(Stored data)
※ ※ ※

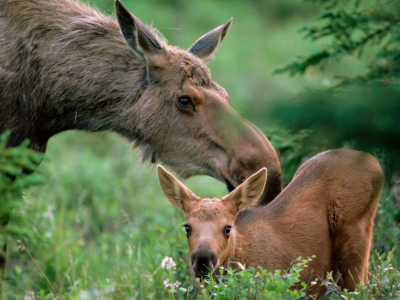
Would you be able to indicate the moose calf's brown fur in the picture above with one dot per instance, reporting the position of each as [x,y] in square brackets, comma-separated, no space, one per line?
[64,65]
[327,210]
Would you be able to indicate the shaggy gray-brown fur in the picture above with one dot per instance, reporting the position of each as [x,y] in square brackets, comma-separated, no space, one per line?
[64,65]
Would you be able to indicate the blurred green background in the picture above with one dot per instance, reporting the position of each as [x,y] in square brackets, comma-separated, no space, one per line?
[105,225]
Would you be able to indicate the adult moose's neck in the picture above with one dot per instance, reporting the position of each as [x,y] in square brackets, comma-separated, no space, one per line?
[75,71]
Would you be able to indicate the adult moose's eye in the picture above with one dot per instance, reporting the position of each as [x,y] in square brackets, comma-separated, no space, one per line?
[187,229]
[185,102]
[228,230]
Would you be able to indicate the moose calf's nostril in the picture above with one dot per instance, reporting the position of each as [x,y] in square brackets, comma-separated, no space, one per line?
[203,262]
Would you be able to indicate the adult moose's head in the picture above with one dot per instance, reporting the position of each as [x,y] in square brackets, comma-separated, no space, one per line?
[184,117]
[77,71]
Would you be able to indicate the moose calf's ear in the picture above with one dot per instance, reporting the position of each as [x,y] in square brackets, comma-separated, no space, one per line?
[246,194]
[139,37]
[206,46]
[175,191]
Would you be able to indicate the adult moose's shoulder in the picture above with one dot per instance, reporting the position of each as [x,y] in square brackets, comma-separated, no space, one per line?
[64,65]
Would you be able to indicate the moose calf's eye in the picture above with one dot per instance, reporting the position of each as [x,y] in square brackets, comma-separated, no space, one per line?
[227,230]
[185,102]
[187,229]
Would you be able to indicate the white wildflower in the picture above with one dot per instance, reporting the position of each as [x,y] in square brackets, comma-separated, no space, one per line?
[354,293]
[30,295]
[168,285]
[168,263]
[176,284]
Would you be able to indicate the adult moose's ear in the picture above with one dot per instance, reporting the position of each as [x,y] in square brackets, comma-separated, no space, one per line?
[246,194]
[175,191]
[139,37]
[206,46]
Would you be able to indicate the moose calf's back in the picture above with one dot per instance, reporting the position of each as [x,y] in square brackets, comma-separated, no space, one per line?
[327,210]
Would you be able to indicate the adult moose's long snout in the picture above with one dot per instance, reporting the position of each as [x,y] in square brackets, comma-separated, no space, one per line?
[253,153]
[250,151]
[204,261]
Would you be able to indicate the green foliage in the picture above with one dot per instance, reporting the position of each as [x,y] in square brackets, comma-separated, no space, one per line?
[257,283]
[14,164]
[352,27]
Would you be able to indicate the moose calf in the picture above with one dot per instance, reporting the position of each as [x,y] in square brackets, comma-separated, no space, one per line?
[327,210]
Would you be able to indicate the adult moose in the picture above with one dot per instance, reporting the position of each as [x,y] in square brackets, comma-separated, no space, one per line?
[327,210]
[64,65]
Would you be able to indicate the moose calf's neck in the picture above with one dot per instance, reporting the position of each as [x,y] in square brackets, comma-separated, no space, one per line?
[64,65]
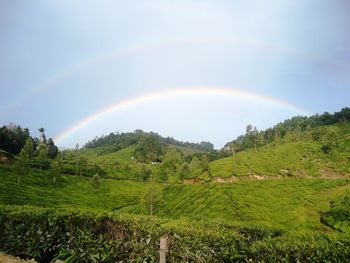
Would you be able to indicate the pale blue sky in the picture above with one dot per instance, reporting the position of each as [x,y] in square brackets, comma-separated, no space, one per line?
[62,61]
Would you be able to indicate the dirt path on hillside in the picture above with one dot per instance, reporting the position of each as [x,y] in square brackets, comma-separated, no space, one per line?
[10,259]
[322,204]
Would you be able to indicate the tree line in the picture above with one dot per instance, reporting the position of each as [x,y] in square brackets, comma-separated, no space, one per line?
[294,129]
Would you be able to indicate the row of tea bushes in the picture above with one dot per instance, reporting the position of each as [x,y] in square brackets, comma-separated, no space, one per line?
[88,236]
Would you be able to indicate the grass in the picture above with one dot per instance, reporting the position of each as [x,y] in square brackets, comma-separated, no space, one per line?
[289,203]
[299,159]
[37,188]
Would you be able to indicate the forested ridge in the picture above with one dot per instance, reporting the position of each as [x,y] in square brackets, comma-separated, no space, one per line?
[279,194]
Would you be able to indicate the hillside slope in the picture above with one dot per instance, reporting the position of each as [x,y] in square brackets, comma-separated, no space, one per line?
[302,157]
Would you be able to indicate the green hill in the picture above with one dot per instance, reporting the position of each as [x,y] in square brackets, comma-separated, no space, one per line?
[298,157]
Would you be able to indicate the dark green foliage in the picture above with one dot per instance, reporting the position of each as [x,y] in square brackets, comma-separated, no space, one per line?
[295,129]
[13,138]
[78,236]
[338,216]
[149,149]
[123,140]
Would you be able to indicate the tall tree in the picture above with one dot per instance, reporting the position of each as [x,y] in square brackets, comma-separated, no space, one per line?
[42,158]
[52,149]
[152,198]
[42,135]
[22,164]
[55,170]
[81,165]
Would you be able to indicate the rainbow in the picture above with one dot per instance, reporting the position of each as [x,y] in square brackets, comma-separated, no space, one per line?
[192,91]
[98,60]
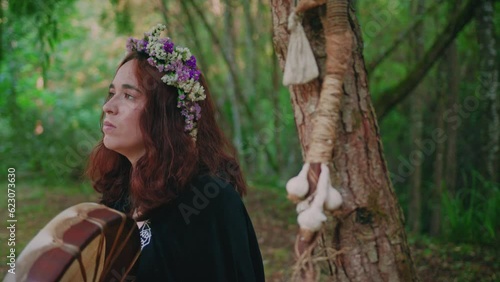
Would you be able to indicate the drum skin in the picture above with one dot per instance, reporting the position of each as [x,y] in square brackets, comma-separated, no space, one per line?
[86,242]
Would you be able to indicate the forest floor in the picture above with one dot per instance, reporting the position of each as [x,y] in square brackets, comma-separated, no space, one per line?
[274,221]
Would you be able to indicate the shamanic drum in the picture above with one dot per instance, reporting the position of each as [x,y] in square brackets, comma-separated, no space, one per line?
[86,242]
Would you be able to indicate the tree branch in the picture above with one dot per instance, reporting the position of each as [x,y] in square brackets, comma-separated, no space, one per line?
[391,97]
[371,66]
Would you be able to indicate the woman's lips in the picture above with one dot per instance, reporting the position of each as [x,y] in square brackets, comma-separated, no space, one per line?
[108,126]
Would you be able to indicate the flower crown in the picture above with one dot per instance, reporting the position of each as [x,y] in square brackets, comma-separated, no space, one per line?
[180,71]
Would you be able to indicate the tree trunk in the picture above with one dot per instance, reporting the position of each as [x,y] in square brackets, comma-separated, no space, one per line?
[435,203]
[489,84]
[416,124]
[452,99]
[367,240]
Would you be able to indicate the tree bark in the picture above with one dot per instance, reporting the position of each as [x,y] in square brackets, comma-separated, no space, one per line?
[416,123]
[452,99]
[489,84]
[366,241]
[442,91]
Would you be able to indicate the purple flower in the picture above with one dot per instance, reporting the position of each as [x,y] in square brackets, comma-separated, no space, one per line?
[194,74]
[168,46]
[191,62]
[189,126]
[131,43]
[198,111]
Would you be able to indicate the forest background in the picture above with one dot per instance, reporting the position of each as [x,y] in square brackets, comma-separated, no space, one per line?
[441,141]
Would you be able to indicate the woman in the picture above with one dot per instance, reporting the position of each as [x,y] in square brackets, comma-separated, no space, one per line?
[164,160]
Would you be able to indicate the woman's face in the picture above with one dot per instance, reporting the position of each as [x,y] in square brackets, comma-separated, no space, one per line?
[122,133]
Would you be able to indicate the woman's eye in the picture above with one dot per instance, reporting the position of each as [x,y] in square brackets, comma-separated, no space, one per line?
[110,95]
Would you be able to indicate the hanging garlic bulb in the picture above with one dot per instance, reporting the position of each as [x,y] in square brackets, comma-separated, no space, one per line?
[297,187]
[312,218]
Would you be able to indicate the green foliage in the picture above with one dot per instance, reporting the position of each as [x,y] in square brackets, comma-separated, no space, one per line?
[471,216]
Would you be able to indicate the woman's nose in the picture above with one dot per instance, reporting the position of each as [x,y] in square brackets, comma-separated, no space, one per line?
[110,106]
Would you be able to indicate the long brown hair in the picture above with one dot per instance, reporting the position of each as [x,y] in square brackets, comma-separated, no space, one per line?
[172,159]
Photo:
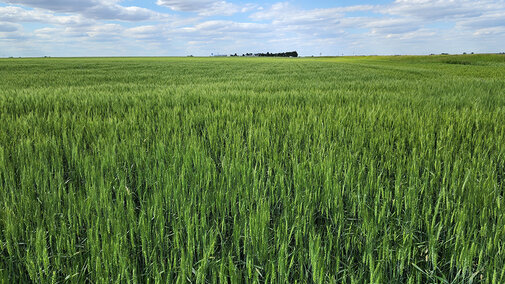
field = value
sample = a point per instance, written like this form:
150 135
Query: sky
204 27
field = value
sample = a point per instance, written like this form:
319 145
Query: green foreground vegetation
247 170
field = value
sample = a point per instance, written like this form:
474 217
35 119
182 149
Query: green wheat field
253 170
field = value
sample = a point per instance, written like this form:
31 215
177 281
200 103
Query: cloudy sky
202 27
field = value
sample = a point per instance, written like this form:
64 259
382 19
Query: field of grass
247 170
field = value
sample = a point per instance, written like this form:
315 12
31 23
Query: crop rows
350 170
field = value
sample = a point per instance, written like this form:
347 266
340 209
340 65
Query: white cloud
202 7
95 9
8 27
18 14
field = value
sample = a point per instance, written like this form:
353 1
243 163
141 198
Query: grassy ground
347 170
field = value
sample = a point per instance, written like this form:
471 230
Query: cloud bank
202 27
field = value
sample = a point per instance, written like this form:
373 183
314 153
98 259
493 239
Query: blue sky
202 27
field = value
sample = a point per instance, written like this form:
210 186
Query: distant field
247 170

※ ※ ※

◆ **Description of the task**
Please return only the lines from the one that contains "Query: blue sky" through the final line of the entries, each exactly as written.

◆ **Finished exercise**
Query: blue sky
202 27
field = value
sample = a point per instance, written like this form:
210 186
Query: distant field
247 170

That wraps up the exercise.